----- RECORDS FOR THE EXERCISE -----

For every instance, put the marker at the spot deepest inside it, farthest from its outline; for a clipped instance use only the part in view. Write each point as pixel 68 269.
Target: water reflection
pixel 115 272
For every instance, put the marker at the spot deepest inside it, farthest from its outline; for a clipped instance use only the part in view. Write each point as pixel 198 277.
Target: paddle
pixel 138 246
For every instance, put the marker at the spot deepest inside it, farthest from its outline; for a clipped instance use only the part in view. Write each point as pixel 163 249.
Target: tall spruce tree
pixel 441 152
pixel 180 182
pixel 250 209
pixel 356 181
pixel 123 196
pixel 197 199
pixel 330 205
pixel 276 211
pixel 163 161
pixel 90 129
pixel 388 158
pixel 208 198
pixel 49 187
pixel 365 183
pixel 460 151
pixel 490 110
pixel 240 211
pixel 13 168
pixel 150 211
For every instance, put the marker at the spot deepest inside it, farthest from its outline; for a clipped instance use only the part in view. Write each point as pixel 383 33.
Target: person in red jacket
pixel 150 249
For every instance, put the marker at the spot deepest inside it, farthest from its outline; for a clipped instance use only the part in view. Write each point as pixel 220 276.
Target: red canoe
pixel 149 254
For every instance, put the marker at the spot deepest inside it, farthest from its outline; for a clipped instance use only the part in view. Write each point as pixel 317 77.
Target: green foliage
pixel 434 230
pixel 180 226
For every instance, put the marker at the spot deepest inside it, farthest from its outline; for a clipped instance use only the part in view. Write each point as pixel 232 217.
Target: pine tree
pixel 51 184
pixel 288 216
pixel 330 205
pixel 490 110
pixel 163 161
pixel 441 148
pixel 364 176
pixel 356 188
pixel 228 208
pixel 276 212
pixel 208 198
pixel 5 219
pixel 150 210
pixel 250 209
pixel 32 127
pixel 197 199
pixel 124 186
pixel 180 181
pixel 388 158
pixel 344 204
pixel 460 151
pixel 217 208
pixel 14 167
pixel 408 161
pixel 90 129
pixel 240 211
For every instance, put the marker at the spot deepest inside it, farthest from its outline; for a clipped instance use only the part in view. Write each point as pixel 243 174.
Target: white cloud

-----

Rewrite all of the items above, switching each "instance" to "object" and leaving everything else unchanged.

For every object, put the marker at the spot deepest inside it, farthest from its outline; for a clipped object use only the part in view. Write each point as pixel 68 269.
Target: water reflection
pixel 115 272
For every object, put the marker at the spot deepest inside it, farthest from its outline; for a clipped object use only the part in view. Write each point as pixel 198 277.
Target: paddle
pixel 138 246
For every object, put the marker at the spot deepest inside it, farthest from its outline; for a clipped object use only the part in view. Write each point as pixel 163 249.
Target: tall spruce tree
pixel 441 152
pixel 180 182
pixel 250 209
pixel 356 181
pixel 123 196
pixel 197 199
pixel 330 205
pixel 276 211
pixel 163 161
pixel 90 129
pixel 388 158
pixel 208 198
pixel 49 187
pixel 365 183
pixel 460 151
pixel 490 110
pixel 240 211
pixel 13 168
pixel 150 211
For every object, put the marker at the spot deepest inside it, farthest from its outline; for a clipped object use only the part in view. Write each point as pixel 383 33.
Target: person in red jacket
pixel 150 249
For every object, put the marker at the spot deepest inside it, farthest from its outline; for a clipped object use only the part in view. Write each point as pixel 220 276.
Target: red canoe
pixel 149 254
For every object, put the marker at the spot deepest inside it, farthest from its outline; for a clipped object use only the part in view. Write each point as pixel 317 77.
Target: green foliage
pixel 434 230
pixel 180 226
For every object, put the marker at the spot deepest inside it, farthest from its outline; for a clipped object use only the part in view. Write each point as pixel 232 217.
Target: pine tree
pixel 51 184
pixel 288 216
pixel 330 205
pixel 490 110
pixel 163 161
pixel 441 148
pixel 364 176
pixel 356 188
pixel 228 208
pixel 276 212
pixel 208 198
pixel 5 219
pixel 150 210
pixel 250 209
pixel 32 127
pixel 197 199
pixel 124 186
pixel 180 181
pixel 388 158
pixel 344 204
pixel 460 151
pixel 217 208
pixel 14 167
pixel 408 161
pixel 90 129
pixel 240 211
For every object, put the marker at the spot deepest inside it, farthest from its outline; for a clipped object use only the part in view. Write each point as pixel 243 174.
Target: white cloud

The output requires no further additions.